Dataset records
# # # # #

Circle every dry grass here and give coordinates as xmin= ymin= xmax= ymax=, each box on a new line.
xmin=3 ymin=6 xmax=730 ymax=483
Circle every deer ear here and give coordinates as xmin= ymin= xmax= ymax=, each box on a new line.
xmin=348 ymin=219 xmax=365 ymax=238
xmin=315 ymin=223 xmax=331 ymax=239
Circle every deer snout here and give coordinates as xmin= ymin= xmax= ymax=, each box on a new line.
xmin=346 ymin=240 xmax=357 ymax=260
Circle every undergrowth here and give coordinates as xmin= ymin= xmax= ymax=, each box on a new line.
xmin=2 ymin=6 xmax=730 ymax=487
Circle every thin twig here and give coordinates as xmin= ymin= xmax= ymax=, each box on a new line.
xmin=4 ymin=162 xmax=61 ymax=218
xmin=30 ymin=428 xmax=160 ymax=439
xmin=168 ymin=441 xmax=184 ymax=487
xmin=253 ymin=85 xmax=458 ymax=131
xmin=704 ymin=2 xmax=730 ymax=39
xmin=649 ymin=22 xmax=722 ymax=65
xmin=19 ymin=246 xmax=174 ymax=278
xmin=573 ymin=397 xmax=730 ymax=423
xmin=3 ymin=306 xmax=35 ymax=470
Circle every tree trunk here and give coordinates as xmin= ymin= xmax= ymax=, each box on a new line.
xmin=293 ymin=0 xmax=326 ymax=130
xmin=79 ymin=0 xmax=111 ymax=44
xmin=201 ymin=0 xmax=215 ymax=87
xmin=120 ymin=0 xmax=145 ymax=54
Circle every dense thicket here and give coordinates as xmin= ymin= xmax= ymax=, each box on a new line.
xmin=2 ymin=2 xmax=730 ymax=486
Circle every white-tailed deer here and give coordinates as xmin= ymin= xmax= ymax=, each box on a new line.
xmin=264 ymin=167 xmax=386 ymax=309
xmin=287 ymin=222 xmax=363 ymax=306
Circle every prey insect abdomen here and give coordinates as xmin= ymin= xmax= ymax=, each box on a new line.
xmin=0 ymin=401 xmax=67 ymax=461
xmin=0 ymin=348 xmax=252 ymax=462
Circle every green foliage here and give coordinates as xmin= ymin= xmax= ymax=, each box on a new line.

# # # # #

What you should do
Each of the records is to be written out again without alteration.

Task solution
Circle every dry grass here and give coordinates as xmin= ymin= xmax= ymax=, each box on a new line.
xmin=3 ymin=6 xmax=730 ymax=483
Circle every deer ear here and give coordinates as xmin= ymin= xmax= ymax=, each box on a new line.
xmin=348 ymin=219 xmax=365 ymax=238
xmin=315 ymin=223 xmax=331 ymax=239
Circle every deer snout here and give coordinates as xmin= ymin= xmax= ymax=, each box on a new line.
xmin=346 ymin=240 xmax=357 ymax=260
Circle every undergrowth here and give coordinates as xmin= ymin= xmax= ymax=, each box on a new line.
xmin=2 ymin=6 xmax=730 ymax=487
Circle every thin twig here and give coordinates as xmin= ymin= xmax= ymax=, each box on a new line.
xmin=4 ymin=162 xmax=61 ymax=218
xmin=30 ymin=428 xmax=160 ymax=439
xmin=168 ymin=441 xmax=184 ymax=487
xmin=253 ymin=85 xmax=458 ymax=131
xmin=704 ymin=2 xmax=730 ymax=39
xmin=649 ymin=22 xmax=722 ymax=65
xmin=19 ymin=246 xmax=174 ymax=278
xmin=573 ymin=397 xmax=730 ymax=423
xmin=3 ymin=306 xmax=35 ymax=470
Circle every tree trunk here and give coordinates as xmin= ymin= xmax= ymax=, each box on a new line.
xmin=293 ymin=0 xmax=326 ymax=130
xmin=79 ymin=0 xmax=111 ymax=44
xmin=201 ymin=0 xmax=215 ymax=87
xmin=120 ymin=0 xmax=145 ymax=54
Circle every dense thicket here and give coordinates as xmin= ymin= xmax= ymax=, each box on a new line.
xmin=2 ymin=2 xmax=730 ymax=486
Circle every white-tailed deer here and give coordinates as xmin= ymin= xmax= ymax=, each box on a new line.
xmin=264 ymin=167 xmax=386 ymax=309
xmin=287 ymin=222 xmax=363 ymax=306
Circle every prey insect abdomen here and give coordinates as xmin= ymin= xmax= ymax=, each box on a new line.
xmin=0 ymin=401 xmax=67 ymax=461
xmin=0 ymin=348 xmax=252 ymax=462
Circle every green foliage here and give coordinates as xmin= ymin= xmax= ymax=, each box on a new line.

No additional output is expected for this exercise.